Line by line, give the data again exactly as it appears.

(Exercise data begins)

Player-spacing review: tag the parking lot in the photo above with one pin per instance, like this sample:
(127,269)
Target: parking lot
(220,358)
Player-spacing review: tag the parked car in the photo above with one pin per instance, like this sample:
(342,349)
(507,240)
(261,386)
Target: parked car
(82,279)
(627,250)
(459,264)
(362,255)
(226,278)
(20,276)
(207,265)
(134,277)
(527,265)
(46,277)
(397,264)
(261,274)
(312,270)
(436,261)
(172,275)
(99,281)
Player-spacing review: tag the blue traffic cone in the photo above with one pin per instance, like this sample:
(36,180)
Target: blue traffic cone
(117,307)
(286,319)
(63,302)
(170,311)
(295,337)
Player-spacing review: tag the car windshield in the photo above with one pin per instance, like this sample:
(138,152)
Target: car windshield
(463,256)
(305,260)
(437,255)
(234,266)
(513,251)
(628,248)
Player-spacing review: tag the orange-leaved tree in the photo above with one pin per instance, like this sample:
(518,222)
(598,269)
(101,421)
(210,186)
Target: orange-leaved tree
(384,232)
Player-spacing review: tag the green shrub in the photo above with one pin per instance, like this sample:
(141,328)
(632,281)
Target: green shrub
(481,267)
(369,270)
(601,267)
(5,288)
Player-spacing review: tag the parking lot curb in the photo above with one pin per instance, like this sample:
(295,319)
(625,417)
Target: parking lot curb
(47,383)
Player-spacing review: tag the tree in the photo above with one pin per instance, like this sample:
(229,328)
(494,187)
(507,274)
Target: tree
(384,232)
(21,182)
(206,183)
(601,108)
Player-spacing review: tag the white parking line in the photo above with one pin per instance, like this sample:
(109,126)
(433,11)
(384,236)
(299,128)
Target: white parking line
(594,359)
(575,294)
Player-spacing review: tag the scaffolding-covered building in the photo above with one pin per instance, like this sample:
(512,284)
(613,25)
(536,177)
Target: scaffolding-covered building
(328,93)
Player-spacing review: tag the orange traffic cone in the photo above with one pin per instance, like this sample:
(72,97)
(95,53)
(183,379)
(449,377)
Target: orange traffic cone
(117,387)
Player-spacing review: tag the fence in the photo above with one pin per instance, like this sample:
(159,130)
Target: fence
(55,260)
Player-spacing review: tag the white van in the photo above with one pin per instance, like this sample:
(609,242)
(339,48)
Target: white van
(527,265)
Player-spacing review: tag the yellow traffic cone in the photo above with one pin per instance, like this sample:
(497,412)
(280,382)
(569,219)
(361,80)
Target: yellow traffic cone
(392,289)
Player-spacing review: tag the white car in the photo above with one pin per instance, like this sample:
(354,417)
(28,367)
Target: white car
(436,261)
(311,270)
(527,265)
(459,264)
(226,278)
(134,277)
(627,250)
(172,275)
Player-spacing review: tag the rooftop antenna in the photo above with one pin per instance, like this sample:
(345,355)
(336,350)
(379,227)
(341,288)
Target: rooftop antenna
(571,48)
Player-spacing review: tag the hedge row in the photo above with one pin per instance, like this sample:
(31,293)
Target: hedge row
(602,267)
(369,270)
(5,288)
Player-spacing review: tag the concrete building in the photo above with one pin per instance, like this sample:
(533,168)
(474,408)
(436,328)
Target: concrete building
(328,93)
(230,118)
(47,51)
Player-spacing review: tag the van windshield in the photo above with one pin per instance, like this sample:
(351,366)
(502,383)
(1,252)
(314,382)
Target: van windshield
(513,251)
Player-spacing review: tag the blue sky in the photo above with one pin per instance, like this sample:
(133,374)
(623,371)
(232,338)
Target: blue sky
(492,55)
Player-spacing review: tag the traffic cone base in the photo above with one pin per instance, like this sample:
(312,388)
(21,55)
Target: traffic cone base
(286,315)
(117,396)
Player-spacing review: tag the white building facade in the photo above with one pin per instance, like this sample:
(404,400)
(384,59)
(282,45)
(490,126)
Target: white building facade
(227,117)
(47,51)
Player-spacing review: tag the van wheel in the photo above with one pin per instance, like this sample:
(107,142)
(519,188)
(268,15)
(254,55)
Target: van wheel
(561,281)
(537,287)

(Exercise data ends)

**The completed task:**
Player-spacing review: tag the parking lot in the photo above with one pin per instance, like this sample:
(127,269)
Target: parking lot
(220,358)
Player-spacing review: tag the parked car in the photo above with one pin per instance, like this sample:
(342,349)
(507,240)
(261,386)
Target: parked car
(82,279)
(627,250)
(459,264)
(362,255)
(226,278)
(20,276)
(207,265)
(134,277)
(527,265)
(46,277)
(397,264)
(261,274)
(312,270)
(436,261)
(172,275)
(99,281)
Player-spacing review: tag the blue traffic cone in the photo above with one pin per instance, like this sample:
(36,180)
Target: blue traffic cone
(117,307)
(286,319)
(63,302)
(170,311)
(295,337)
Player-spacing review: tag the car windshield in the photo above with one pin per instance, like this sample:
(138,152)
Target: car windshield
(463,256)
(305,260)
(437,255)
(234,266)
(513,251)
(628,248)
Player-spacing review: tag the orange-leaved tree in the photo above with one pin per instance, like this sample:
(518,222)
(598,269)
(101,421)
(210,186)
Target: orange-leaved tree
(384,232)
Player-spacing review: tag the green shrub in the photo above with one pin per instance, like this sample:
(141,328)
(632,281)
Target: green shrub
(481,267)
(369,270)
(601,267)
(5,288)
Player-spacing review: tag the parking lot curb in the photo above with one pin per instance, like this sample:
(295,319)
(625,417)
Target: parking lot curb
(47,383)
Player-spacing review: tag the tree in the photo above with one pin per instance, like this sample:
(229,328)
(494,187)
(507,274)
Target: tree
(384,232)
(21,182)
(206,183)
(601,108)
Player-spacing review: tag the white parking line in the photo above with one pin per instance, like this sample:
(109,126)
(433,11)
(384,236)
(299,128)
Target: white parking line
(594,359)
(575,294)
Player-spacing review: tag the scaffolding-covered building in the photo above with one pin per instance, like this sample:
(512,284)
(613,25)
(536,177)
Target: scaffolding-covered building
(328,93)
Player-spacing review: tag the orange traffic cone in the photo above with one pin per instance, like this sample:
(72,97)
(95,53)
(183,379)
(449,377)
Target: orange traffic cone
(117,387)
Player-spacing review: tag the fence in the photo above with one pin per instance, like this sample:
(159,130)
Target: fence
(55,260)
Player-spacing review: tag the white van in the photo above with one pin per instance, like this sample:
(609,242)
(339,48)
Target: white van
(527,265)
Player-spacing review: tag the yellow traffic cone in the photo above with one pin per instance, like this sample:
(497,412)
(280,382)
(569,219)
(361,80)
Target: yellow traffic cone
(392,289)
Player-spacing review: tag the white car in the photo above with one pin per instance, like this sample:
(354,417)
(28,367)
Target: white car
(436,261)
(311,270)
(527,265)
(459,264)
(226,278)
(134,277)
(627,250)
(172,275)
Player-spacing review: tag the rooftop antenna in the photo above with one pin per instance, like this sample:
(345,355)
(336,350)
(379,227)
(341,288)
Target: rooftop antenna
(571,48)
Player-spacing review: tag the hedge row in the photo above with one pin per instance, like this sample:
(31,293)
Target: hedge row
(602,267)
(369,270)
(5,288)
Player-spacing review: tag the concrete building in the photo above with one pin per instance, like this sample:
(533,168)
(474,408)
(436,328)
Target: concrete building
(328,93)
(230,118)
(47,51)
Player-spacing review: tag the van windshield in the photo above with one pin per instance, like this sample:
(351,366)
(502,383)
(1,252)
(314,382)
Target: van windshield
(513,251)
Player-spacing review: tag the blue sky in the photo above with one pin per instance, like this sample:
(133,374)
(623,371)
(232,338)
Target: blue sky
(492,55)
Player-spacing review: tag the traffic cone base in the photo above with one pin per instance, like this sample:
(312,388)
(21,55)
Target: traffic cone base
(286,315)
(117,396)
Player-spacing review: tag the white building facade in the photo above with one pin per instance, like this sample:
(404,400)
(384,59)
(282,45)
(490,126)
Target: white building facade
(227,117)
(47,51)
Player-spacing review: tag the van wheel in the photo above with one pin per instance, like this sample:
(107,142)
(519,188)
(268,15)
(254,55)
Target: van wheel
(561,281)
(537,287)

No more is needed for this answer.